- _WRITTEN TASK_:
Copy out the lines below, changing every "bounding rectangle" to "bounding box" and leaving everything else untouched.

- _INPUT DATA_:
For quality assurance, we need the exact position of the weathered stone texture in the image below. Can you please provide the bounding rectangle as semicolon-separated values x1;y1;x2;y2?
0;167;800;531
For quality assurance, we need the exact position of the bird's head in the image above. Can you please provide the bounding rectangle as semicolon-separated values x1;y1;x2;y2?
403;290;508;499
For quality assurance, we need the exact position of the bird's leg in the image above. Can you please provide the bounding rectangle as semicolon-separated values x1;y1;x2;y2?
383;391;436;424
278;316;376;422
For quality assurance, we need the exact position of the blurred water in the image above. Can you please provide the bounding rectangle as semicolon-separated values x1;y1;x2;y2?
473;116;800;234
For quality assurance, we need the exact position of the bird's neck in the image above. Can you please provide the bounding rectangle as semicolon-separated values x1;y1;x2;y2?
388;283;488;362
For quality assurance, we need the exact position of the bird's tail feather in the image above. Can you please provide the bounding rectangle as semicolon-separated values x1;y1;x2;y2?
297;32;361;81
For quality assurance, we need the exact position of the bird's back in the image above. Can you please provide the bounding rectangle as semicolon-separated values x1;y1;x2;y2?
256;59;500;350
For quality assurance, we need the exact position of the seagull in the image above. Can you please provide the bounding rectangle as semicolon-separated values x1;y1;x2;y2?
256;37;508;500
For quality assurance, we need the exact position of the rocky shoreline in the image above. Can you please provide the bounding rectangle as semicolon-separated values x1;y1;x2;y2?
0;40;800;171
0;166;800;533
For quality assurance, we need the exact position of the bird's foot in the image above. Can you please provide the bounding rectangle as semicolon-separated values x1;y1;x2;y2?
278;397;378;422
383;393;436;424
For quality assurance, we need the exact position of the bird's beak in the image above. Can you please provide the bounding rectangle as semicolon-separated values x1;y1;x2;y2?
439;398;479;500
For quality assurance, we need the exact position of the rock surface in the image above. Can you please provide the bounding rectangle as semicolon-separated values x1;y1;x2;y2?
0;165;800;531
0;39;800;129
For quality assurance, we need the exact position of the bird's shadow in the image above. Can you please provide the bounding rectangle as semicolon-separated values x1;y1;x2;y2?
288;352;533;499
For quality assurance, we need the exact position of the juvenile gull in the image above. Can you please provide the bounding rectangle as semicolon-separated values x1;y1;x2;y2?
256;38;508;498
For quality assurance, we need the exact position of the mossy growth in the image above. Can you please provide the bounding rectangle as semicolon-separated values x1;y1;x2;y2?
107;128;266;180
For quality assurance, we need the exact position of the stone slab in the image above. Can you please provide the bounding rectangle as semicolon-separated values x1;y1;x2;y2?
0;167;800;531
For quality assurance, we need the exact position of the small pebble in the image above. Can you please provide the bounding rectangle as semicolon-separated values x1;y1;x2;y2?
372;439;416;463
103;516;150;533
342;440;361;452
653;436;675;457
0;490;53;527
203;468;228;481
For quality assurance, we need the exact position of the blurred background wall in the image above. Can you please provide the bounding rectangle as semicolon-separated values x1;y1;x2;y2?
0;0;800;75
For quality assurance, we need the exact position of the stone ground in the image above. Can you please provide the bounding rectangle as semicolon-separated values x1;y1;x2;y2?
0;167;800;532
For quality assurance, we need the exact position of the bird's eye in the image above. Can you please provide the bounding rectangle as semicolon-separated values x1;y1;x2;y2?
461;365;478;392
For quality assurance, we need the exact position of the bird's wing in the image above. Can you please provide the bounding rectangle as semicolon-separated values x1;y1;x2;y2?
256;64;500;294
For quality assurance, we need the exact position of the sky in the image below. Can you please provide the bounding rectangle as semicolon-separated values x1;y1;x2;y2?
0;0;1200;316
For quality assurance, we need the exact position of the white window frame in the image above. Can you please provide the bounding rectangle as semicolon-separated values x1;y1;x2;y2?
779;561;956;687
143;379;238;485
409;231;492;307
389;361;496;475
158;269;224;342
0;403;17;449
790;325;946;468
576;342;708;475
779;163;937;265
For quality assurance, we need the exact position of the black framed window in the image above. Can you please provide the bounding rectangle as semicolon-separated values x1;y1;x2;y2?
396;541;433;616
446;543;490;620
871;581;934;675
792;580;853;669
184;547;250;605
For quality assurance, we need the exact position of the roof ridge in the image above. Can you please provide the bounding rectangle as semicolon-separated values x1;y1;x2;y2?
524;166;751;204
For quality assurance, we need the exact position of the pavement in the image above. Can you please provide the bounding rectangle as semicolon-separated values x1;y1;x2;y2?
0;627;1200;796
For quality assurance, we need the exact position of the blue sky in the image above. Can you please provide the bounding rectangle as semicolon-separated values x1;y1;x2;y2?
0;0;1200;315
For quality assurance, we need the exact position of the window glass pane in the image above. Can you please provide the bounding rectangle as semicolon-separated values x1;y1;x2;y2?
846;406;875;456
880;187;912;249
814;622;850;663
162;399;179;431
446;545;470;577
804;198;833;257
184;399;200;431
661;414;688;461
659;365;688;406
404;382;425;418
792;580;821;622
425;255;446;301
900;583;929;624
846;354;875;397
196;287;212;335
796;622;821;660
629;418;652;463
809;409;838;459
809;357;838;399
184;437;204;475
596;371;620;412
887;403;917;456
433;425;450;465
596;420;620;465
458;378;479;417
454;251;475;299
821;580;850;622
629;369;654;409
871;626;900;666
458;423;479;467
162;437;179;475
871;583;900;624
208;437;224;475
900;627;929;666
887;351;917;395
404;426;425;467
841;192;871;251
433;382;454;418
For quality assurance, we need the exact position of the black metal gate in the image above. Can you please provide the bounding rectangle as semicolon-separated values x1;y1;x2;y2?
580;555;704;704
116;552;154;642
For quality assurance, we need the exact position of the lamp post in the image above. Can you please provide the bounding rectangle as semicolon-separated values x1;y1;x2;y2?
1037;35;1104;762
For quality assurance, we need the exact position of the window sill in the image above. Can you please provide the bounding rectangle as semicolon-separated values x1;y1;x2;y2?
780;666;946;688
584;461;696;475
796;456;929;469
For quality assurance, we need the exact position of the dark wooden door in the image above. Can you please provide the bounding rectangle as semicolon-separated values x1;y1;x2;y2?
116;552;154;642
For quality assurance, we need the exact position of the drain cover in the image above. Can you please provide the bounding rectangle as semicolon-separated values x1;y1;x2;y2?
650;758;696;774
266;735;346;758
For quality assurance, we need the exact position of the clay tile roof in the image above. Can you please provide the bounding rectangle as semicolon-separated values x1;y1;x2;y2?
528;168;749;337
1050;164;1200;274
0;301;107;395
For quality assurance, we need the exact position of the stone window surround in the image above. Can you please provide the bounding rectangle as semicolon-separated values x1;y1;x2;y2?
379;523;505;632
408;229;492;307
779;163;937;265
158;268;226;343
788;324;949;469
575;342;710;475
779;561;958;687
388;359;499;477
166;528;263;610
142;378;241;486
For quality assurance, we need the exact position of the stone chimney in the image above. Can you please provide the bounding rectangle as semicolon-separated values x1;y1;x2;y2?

- _RIGHT ANSWER_:
For quality assurance, we need the exact position of the weathered stone texture in the image below. Can you please provide the bounding box as semicolon-separated values x1;y1;x2;y2?
0;167;800;531
For quality assurance, we need the exact position of the bird's head in the image above. Can you please provide the bounding box as semicolon-separated values x1;y1;x2;y2?
403;290;508;499
For quality assurance, we need the exact position of the bird's leg in the image above. Can you please provide the bounding box as semicolon-separated values x1;y1;x2;y2?
383;391;436;424
278;316;376;422
For quality assurance, we need the exact position of the blurred water in the image above. Can you please provide the bounding box as semicolon-separated values x1;y1;x2;y2?
473;116;800;234
For quality assurance, we need the exact position of the bird's neck in the image above. Can you please provide the bounding box as semicolon-separated values x1;y1;x2;y2?
388;283;488;362
For quality assurance, we need the exact position of the bird's tail feather in the image above. Can you please provide the bounding box as semicolon-separated values x1;y1;x2;y2?
297;32;361;81
For quality assurance, we need the exact position of the bird's back in the image above. Can you please provide the bounding box as semicolon-separated values x1;y1;x2;y2?
256;59;500;350
For quality assurance, we need the exact position of the seagull in the image above. Can you please provide the bounding box as semicolon-separated values x1;y1;x2;y2?
256;37;508;500
For quality assurance, we need the exact position of the rocky shoreline in the image above. Can you please provide the bounding box as semicolon-separated values x1;y1;x2;y2?
0;40;800;171
0;166;800;533
For quality assurance, we need the exact position of the bird's foot in the image above. Can you please provide the bounding box as semicolon-separated values x1;y1;x2;y2?
278;397;378;422
383;393;436;424
For quality assurance, we need the exact position of the bird's beak in the image above. Can you please provide the bounding box as semicolon-separated values x1;y1;x2;y2?
439;398;479;500
For quality assurance, we need the exact position of the rock surface in the image above. Can you please provide the bounding box as semicolon-separated values x1;y1;x2;y2?
0;165;800;531
0;39;800;129
For quality assurance, we need the exact position of the bird's shadow in the image above. Can you please provide the bounding box as semicolon-separated values x1;y1;x2;y2?
288;352;533;499
For quality assurance, we need the exact position of the juvenile gull in the image above. Can you please provide the bounding box as semicolon-separated values x1;y1;x2;y2?
256;38;508;498
For quality assurance, we need the exact position of the mossy growth in the image above. Can you please provide the bounding box as semicolon-separated values x1;y1;x2;y2?
107;128;266;180
For quality assurance, we need the exact position of the stone slab in the image above. Can you please provide the bounding box as semicolon-separated values x1;y1;x2;y2?
0;167;800;531
For quality assurance, we need the exact position of the small pebble in the image above. Can you please provide the bounding box as semicolon-separated values x1;y1;x2;y2?
372;439;416;463
103;516;150;533
342;440;361;452
653;436;675;457
0;490;53;527
203;468;228;481
For quality assurance, we need the exact position of the blurred background wall in the image above. Can you please provide the bounding box as semicolon-separated values x1;y1;x2;y2?
0;0;800;75
For quality assurance, we need the exact position of the stone ground in the image above. Can you please provide the bounding box as semicolon-separated values x1;y1;x2;y2?
0;167;800;532
For quality assurance, we need the exact position of the bird's eye in the image above. Can you please provide the bounding box as semicolon-separated values x1;y1;x2;y2?
461;365;478;392
For quality assurance, we need the exact position of the bird's wing in the image above. Can you please provide the bounding box as semicolon-separated values x1;y1;x2;y2?
256;64;500;294
For quality assurance, we need the exact position of the sky in the image below. Can you please provide the bounding box as semicolon-separated values x1;y1;x2;y2?
0;0;1200;316
For quality assurance, we need the exact position of the white window frame in the image above. Can you please provide the bounding box as semicolon-separated values x1;y1;x2;y2?
779;561;956;687
143;379;238;485
409;231;492;307
389;361;496;475
158;269;224;342
0;403;17;449
790;325;946;468
576;342;708;475
779;163;937;265
For quality assurance, we need the exact position of the black framed window in the image above. Can you please provide the bounding box as semicolon-separated values x1;y1;x2;y2?
396;541;433;616
446;543;490;620
871;581;934;675
792;580;853;669
184;547;250;605
For quality assurance, we need the exact position of the roof ridge in the image above. Can you please provide the bounding box as semicolon-separated values x1;y1;x2;y2?
524;166;751;204
For quality assurance, we need the exact position of the pavement in the image above. Can you please provide the bounding box as semicolon-separated values x1;y1;x2;y2?
0;627;1200;796
For quality assurance, we need the exact position of the blue sky in the image above. Can you please provide the bounding box as semicolon-separated values x1;y1;x2;y2?
0;0;1200;315
For quality assurance, we need the exact position of the window glass pane in the image above. Can you please provide the bounding box as semicolon-separated values x1;y1;x2;y2?
846;406;875;456
880;187;912;249
814;622;850;663
162;399;179;431
446;545;470;577
804;198;833;257
184;399;200;431
661;414;688;461
659;365;688;406
404;382;425;418
792;580;821;622
425;255;446;301
900;583;929;624
846;354;875;397
196;287;212;335
796;622;821;660
629;418;652;463
809;409;838;459
809;357;838;399
184;437;204;475
596;371;620;412
887;403;917;456
433;425;450;465
596;420;620;465
458;378;479;417
454;251;475;299
821;580;850;622
629;369;654;409
871;626;900;666
458;423;479;467
162;437;179;475
871;583;900;624
208;437;224;475
900;627;929;666
887;351;917;395
404;426;425;467
841;192;871;251
433;382;454;418
For quality assurance, we need the exact position of the black metal gate in the image above. Can you please provide the bounding box as semicolon-separated values x1;y1;x2;y2?
580;555;704;704
116;552;154;642
For quality assurance, we need the exact position of the lamp post in the image above. Can you please provide the bounding box as semicolon-separated values x1;y1;x2;y2?
1037;35;1104;762
For quality assurance, we need the exact position of the window sill in the image above. Can you please provide the bounding box as semicolon-separated values x1;y1;x2;y2?
780;666;946;688
584;461;696;475
796;456;929;469
For quality assurance, we need the exact position of the dark wooden door in the image above. Can you please provide the bounding box as semicolon-separated values x1;y1;x2;y2?
116;552;154;642
For quality assurance, we need the exact position of the drain cover in the image above. Can you please provide the bounding box as semicolon-separated values x1;y1;x2;y2?
650;758;696;774
266;735;346;758
For quality assurance, we need the exact position of the clay tile roof in the image above. Can you please provide the bounding box as semicolon-separated values x1;y1;x2;y2?
528;168;749;337
1050;164;1200;274
0;301;107;395
For quality assurance, we need the exact position of the stone window surround in the image above. Can you please provide the bounding box as semicolon-separated values x1;y1;x2;y2?
379;523;505;632
408;229;492;307
779;163;937;265
158;268;226;343
788;324;949;469
575;342;710;475
779;561;958;687
388;359;499;477
166;528;263;610
142;378;241;486
For quality assurance, we need the exact position of the stone chimney in the image above. Can you please provide the bounding box as semicolon-separated values x1;y1;x2;y2?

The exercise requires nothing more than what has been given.